The tasks
A) Answer these questions using the DataHub text.
(i) At which company was DataHub originally created?
(ii) What was DataHub Cloud previously named?
(iii) What is the first of the three offerings listed for DataHub Cloud?
B) Write the next part of the DataHub text, picking up after its final sentence.

Text

Documentation

DataHub

DataHub is an open-source, governance metadata management platform, originally created at LinkedIn, that provides a comprehensive solution for data discovery, data lineage, and data governance. It helps organizations catalog and organize their data assets, allowing teams to easily find, understand, and trust the data they are working with. DataHub supports integration with a variety of data sources and provides powerful features like:

data discovery: search, browse, and find datasets, tables, columns, and more.
data lineage: visualize how data flows and transforms across systems and pipelines.
data governance: manage access, ensure data quality, and track metadata across your data ecosystem.

DataHub Cloud (previously named Acryl DataHub) is the commercial version of DataHub. DataHub Cloud provides enhanced features, professional services, support, and enterprise-grade capabilities built on top of the open-source DataHub platform. DataHub Cloud offers:

enterprise features: enhanced scalability, security, and integrations tailored for large organizations.
Support & services: professional support, consulting, and managed services to help organizations implement and optimize their DataHub instance.
customization & extensibility: DataHub Cloud may offer additional customization options and extensions for specific business needs.

In short, DataHub (the company) maintains and offers commercial support for DataHub (the open-source product as well as the Cloud offering), helping organizations implement and scale the open-source platform for enterprise use.

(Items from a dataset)
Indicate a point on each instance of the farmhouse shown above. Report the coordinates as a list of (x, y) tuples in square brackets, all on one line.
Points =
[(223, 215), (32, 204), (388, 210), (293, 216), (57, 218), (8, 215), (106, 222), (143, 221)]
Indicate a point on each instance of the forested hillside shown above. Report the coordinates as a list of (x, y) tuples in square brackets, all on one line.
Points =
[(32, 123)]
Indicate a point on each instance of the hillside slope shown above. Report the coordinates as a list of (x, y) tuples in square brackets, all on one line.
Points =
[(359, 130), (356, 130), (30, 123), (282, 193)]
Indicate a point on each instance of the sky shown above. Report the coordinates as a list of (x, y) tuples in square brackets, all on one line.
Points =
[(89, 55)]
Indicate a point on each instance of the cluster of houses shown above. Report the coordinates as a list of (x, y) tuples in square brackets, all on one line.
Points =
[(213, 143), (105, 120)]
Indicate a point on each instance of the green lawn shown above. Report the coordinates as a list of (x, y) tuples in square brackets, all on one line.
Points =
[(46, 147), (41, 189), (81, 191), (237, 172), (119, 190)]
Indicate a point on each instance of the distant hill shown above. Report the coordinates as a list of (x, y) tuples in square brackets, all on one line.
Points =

Responses to the exercise
A)
(i) LinkedIn
(ii) Acryl DataHub
(iii) Enterprise features: enhanced scalability, security, and integrations tailored for large organizations.

B)
Hackolade has partnered with DataHub to provide an officially supported integration, using the standard APIs of the Generalized Metadata Service (GMS) endpoint. With this integration, users can easily publish into the DataHub data catalog, and keep their Hackolade data models synchronized.

Terminology and asset hierarchy

Each technology that we integrate with has its own vocabulary and concepts. And as often, terms don't necessarily mean the same things...

With DataHub, we can identify the following hierarchy:

Platform (e.g. Snowflake)
└── Container: Database (e.g. sales_db)
└── Container: Schema (e.g. public)
└── Datasets (e.g. tables, views)
└── Schema Metadata
└── Fields / Columns / Attributes

Platform: represents a technology or data system instance where data resides (e.g., MySQL, BigQuery, Snowflake, Kafka). It serves as an organizational layer to categorize and group data sources based on where they are hosted or what technology stack they use. It is not a physical entity but rather an abstraction that helps with data governance, data discovery, and management by grouping related data systems.
Container: typically used to represent a specific data model, business domain, or project. A container in DataHub cannot contain more than one database. But a container can contain multiple nested containers. As a result, a top-level container corresponds to a Hackolade Studio model, and if there are multiple Hackolade Studio containers/schemas in our model, then we create nested DataHub containers, each containing one single database/schema.
Database: represents a logical grouping within a data source, like a schema or database instance in an actual data store (e.g., Oracle, Snowflake, etc.). Each Database can contain multiple datasets (tables, views, etc.). This would be the equivalent of our container/database/schema/keyspace/namespace/resource
Dataset: refers to the actual data structures such as entities, tables, views, collections, or other data assets. Each Database can have multiple Datasets.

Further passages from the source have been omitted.